### Work to complete
A. Answer these questions about the microgrid excerpt:
(i) Which section presents the simulation results?
(ii) What does Section 3 describe?
(iii) What is the first of the three aspects that should be considered to operate the electricity/heat/gas integrated microgrids system?
B. Output the part of the microgrid excerpt that opens with the words containing "In fact, to" and closes with "the whole system.".
C. Go on with the excerpt on integrated microgrid operation, starting after its last sentence.

### Extract
================

The remainder of this paper is organized as follows. Section 2 describes the microgrid scheduling problem. Section 3 describes the electricity/heat/gas utility grids model. Section 6 presents the simulation results. Finally, Section 7 concludes the paper.

In fact, to operate the electricity/heat/gas integrated microgrids system, three aspects should be considered: 1) scheduling of the grid-connected microgrid; 2) utility grids operation; 3) the operation of the whole system.

================

[Data records]
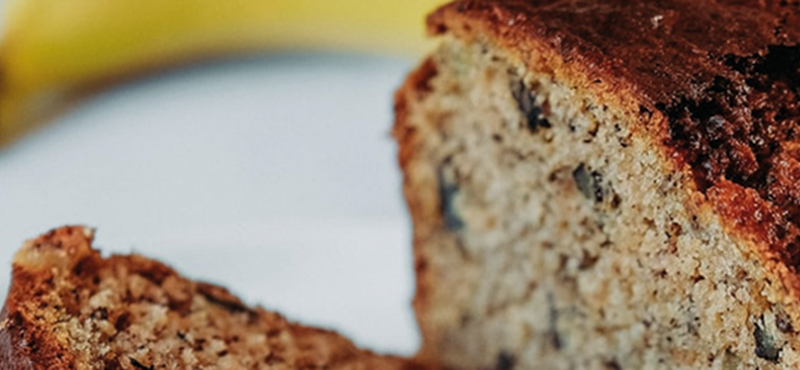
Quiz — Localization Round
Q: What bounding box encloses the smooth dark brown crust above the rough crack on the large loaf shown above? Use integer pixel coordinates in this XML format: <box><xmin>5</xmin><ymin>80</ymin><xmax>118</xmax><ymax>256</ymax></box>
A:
<box><xmin>428</xmin><ymin>0</ymin><xmax>800</xmax><ymax>108</ymax></box>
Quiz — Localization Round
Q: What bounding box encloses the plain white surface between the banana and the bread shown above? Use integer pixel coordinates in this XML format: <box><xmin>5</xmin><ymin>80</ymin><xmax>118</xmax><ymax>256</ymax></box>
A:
<box><xmin>0</xmin><ymin>55</ymin><xmax>418</xmax><ymax>354</ymax></box>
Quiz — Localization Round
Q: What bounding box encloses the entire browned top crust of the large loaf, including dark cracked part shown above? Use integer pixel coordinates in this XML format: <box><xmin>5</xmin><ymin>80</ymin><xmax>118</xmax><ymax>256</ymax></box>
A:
<box><xmin>428</xmin><ymin>0</ymin><xmax>800</xmax><ymax>290</ymax></box>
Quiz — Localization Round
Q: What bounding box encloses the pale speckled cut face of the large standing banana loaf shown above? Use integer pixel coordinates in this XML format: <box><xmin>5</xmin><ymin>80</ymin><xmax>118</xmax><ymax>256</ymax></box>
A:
<box><xmin>395</xmin><ymin>37</ymin><xmax>800</xmax><ymax>370</ymax></box>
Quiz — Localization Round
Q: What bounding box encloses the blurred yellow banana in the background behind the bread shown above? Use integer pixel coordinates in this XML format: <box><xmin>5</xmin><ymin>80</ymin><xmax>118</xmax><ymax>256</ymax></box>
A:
<box><xmin>0</xmin><ymin>0</ymin><xmax>444</xmax><ymax>147</ymax></box>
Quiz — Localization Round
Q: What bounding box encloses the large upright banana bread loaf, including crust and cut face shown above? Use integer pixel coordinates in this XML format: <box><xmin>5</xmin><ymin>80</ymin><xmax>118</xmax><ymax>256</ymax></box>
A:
<box><xmin>394</xmin><ymin>0</ymin><xmax>800</xmax><ymax>370</ymax></box>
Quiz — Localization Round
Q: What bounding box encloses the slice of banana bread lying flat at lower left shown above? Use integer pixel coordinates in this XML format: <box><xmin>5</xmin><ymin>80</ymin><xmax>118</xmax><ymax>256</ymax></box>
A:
<box><xmin>0</xmin><ymin>227</ymin><xmax>416</xmax><ymax>370</ymax></box>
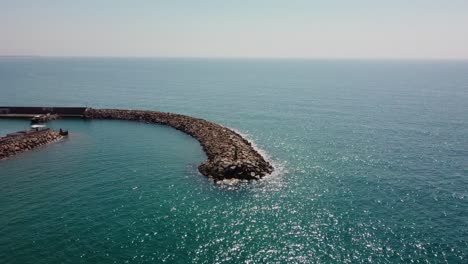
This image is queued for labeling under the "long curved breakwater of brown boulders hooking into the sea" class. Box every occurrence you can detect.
[84,108,273,181]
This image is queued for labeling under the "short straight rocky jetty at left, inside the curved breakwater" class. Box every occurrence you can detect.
[0,128,63,159]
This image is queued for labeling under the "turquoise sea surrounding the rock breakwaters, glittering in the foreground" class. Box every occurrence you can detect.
[0,58,468,263]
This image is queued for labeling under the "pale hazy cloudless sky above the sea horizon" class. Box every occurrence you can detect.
[0,0,468,59]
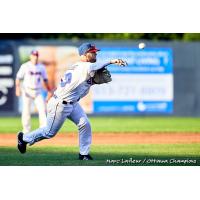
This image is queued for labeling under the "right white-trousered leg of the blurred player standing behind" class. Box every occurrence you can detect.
[34,94,47,128]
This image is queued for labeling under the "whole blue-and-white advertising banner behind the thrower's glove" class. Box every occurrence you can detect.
[92,48,173,113]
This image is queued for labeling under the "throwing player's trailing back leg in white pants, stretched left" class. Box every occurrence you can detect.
[23,98,73,145]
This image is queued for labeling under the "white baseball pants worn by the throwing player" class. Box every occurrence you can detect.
[23,97,92,155]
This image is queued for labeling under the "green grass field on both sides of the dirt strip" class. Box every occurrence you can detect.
[0,117,200,166]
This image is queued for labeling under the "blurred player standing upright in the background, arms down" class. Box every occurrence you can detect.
[15,50,50,133]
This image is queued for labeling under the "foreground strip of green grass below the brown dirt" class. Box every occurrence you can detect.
[0,144,200,166]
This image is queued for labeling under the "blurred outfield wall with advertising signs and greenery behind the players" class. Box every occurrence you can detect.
[0,33,200,116]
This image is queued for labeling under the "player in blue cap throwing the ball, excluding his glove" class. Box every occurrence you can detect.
[17,43,124,160]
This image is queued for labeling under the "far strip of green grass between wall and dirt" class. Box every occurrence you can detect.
[0,117,200,133]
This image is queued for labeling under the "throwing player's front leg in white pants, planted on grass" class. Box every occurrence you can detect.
[68,103,92,158]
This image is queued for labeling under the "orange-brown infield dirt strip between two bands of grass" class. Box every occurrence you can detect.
[0,133,200,147]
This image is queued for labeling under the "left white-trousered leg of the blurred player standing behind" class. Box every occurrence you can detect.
[22,92,32,133]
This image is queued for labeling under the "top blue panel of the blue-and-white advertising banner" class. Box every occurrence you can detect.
[98,48,173,73]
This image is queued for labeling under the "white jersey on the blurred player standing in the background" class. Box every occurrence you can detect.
[16,61,47,90]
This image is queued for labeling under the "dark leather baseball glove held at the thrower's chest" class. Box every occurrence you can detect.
[92,67,112,84]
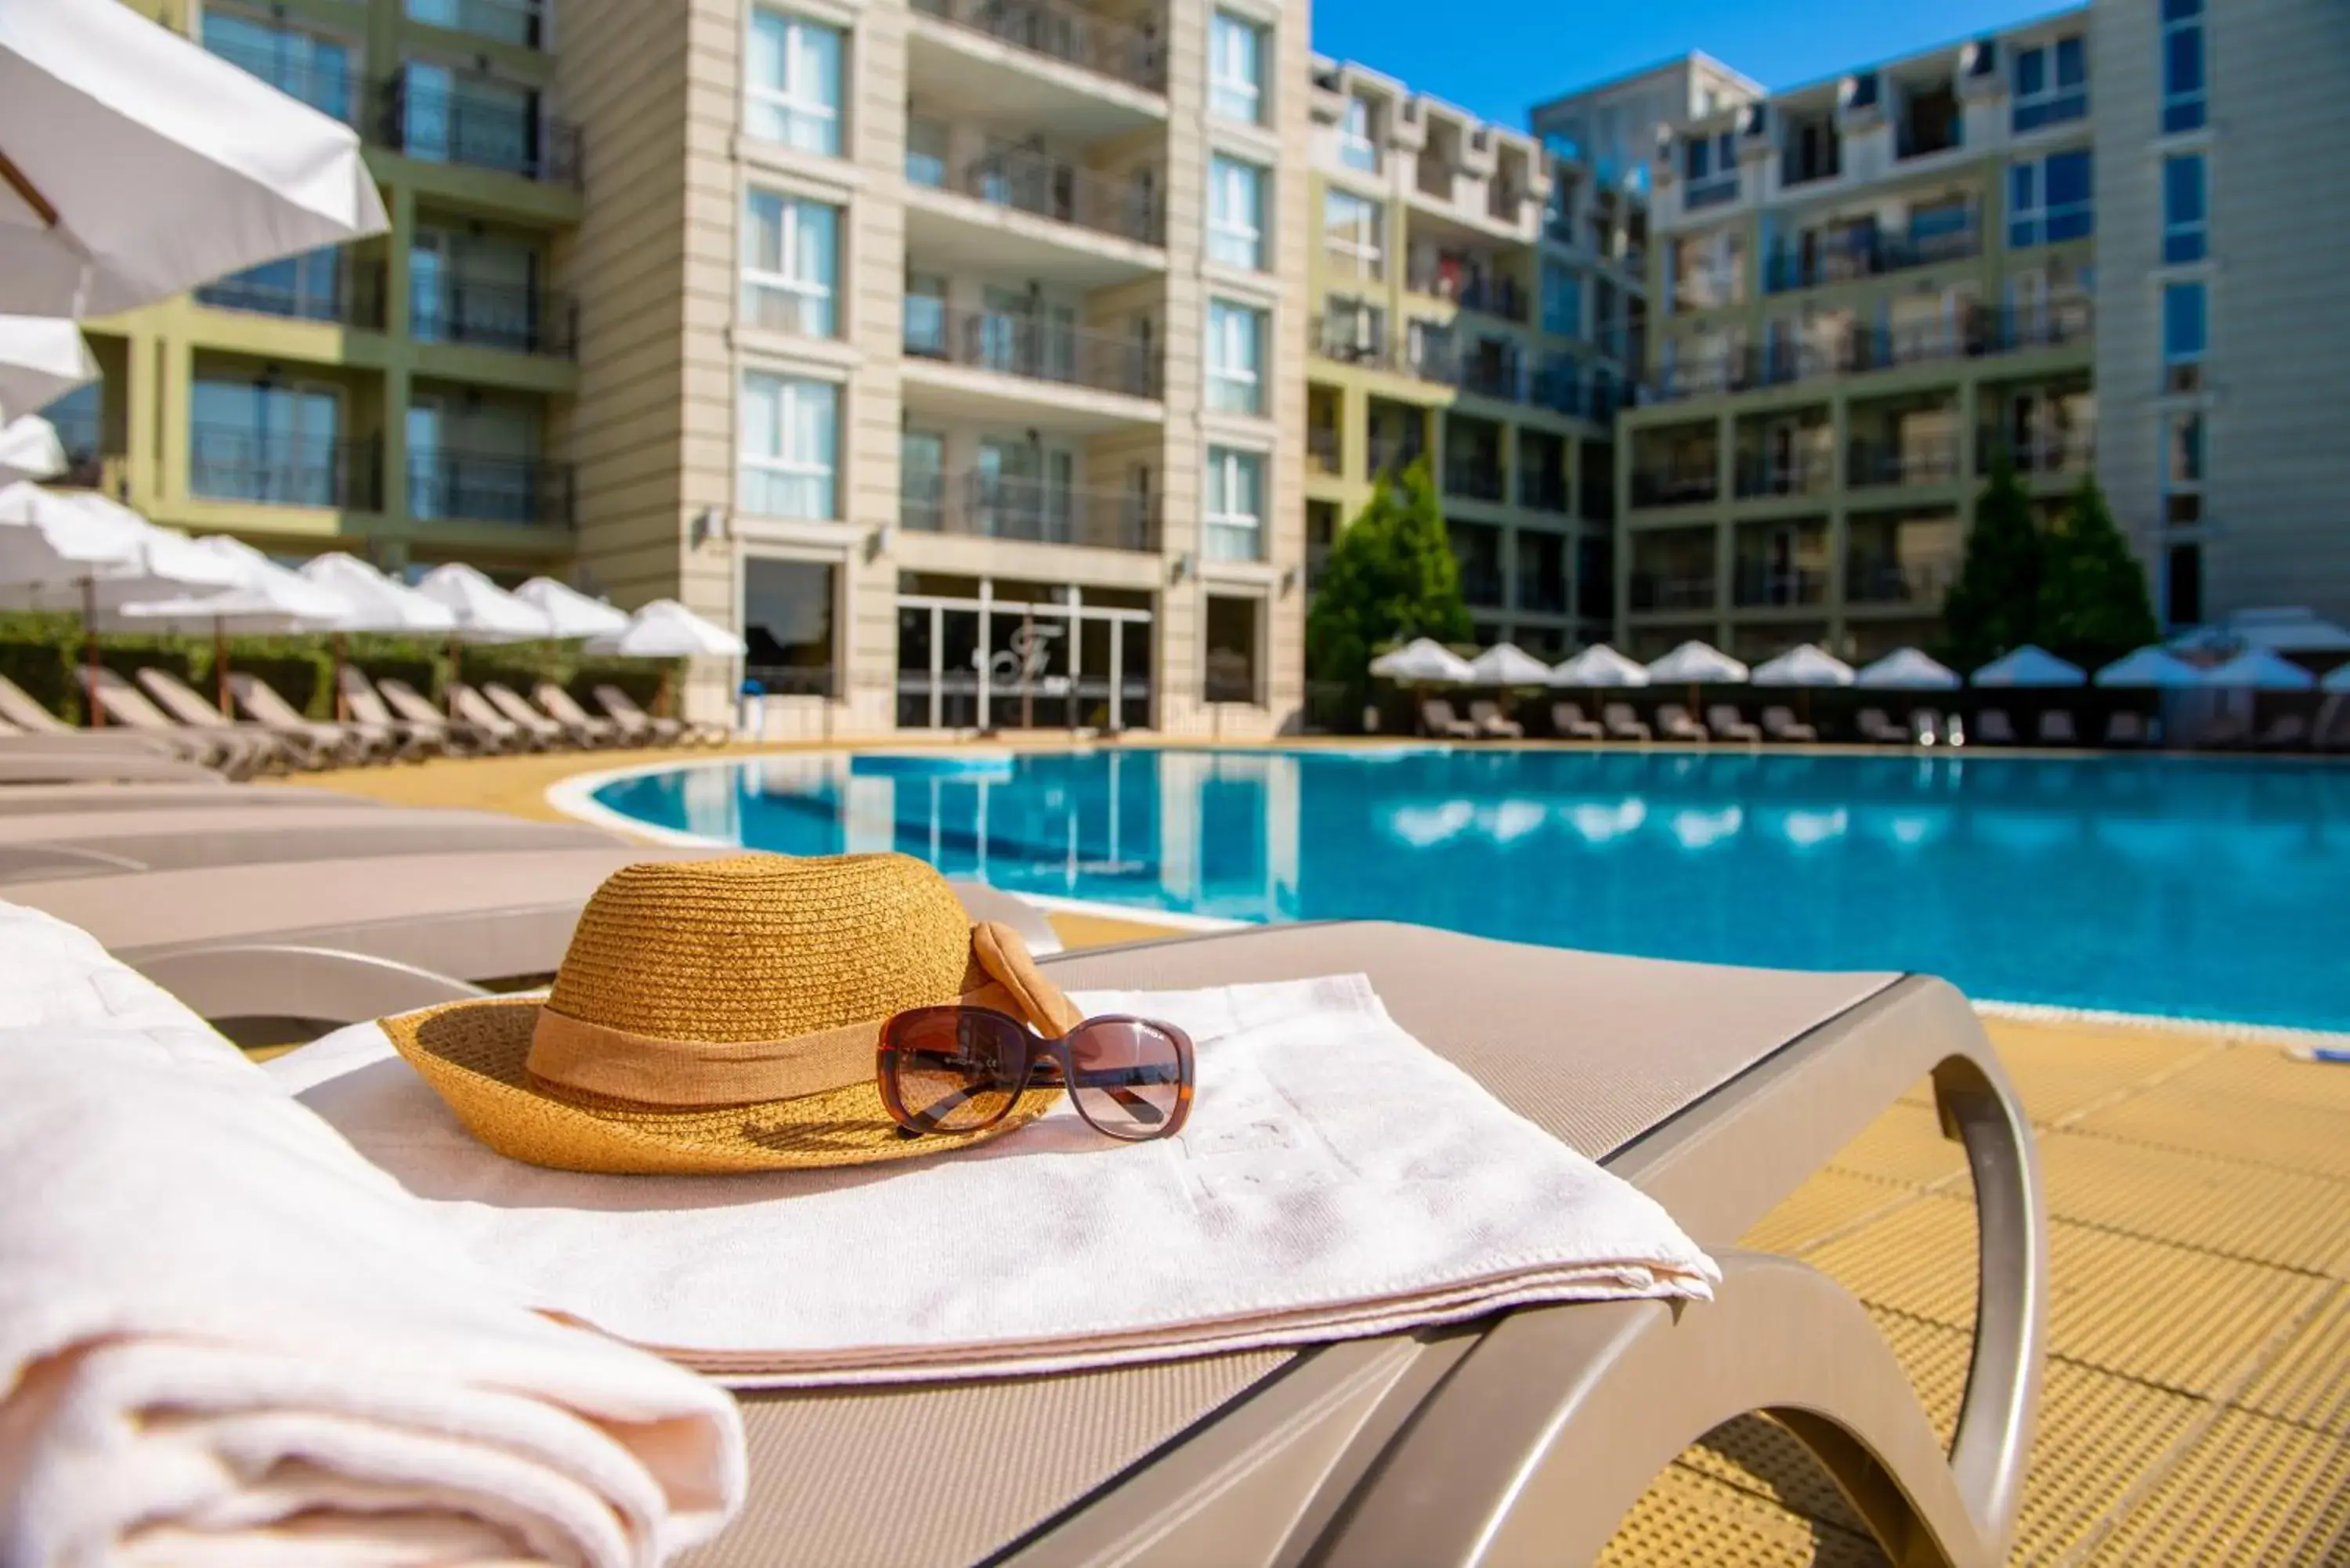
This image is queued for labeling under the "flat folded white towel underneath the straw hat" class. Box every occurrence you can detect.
[268,976,1718,1385]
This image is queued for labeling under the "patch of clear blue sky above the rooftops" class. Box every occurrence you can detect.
[1314,0,2061,125]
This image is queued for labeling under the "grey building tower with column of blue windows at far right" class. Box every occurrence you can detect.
[2089,0,2350,625]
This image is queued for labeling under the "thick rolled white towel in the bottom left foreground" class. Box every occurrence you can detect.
[0,903,743,1568]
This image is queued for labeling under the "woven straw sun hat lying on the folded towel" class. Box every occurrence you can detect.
[383,856,1079,1173]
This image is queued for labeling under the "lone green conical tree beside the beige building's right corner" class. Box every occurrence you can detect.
[1307,458,1469,712]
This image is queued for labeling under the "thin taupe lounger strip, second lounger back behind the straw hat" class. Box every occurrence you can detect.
[0,808,623,898]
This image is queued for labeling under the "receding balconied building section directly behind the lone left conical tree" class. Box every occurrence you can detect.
[1304,59,1643,656]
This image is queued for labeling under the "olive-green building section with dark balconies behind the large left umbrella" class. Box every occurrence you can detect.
[45,0,583,576]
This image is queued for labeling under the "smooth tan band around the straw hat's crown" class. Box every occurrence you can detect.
[524,1006,884,1105]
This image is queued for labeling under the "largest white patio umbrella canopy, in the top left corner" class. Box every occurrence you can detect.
[0,0,390,317]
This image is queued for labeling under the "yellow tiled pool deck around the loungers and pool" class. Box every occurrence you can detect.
[294,745,2350,1568]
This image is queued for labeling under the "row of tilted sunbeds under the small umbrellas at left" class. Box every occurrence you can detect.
[0,665,726,780]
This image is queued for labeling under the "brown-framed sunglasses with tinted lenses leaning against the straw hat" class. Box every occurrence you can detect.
[881,1004,1191,1143]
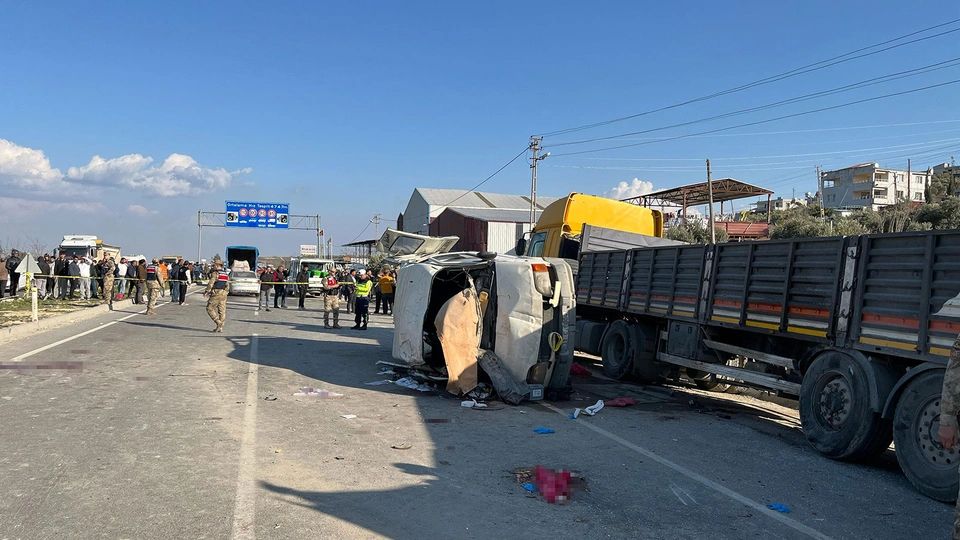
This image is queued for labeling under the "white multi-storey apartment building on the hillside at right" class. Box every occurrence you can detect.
[820,163,931,210]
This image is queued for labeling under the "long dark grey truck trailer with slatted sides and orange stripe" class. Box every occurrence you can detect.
[576,231,960,501]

================

### Answers for this exercise
A.
(i) Section 6
(ii) The electricity/heat/gas utility grids model
(iii) Scheduling of the grid-connected microgrid

B.
In fact, to operate the electricity/heat/gas integrated microgrids system, three aspects should be considered: 1) scheduling of the grid-connected microgrid; 2) utility grids operation; 3) the operation of the whole system.

C.
2 Microgrid Scheduling Problem Formulation

To schedule the grid-connected microgrids, the coordinated strategy is often adopted, namely, day-ahead scheduling and real-time dispatching. In day-ahead scheduling, the expected exchange energy with utility grids are calculated, based on the exchanged energy, we can decide the role of the microgrids, namely, microgrids operate as a generator or as a load. In real-time dispatching, the ADP-based one-step decision problem is solved. It takes the future operation cost into consideration and makes the current dispatching more reasonable, and at the same time reduces the solving time.

We introduce the problem from three aspects: 1) day-ahead scheduling; 2) real-time dispatching based on MPC; 3) real-time dispatching based on ADP.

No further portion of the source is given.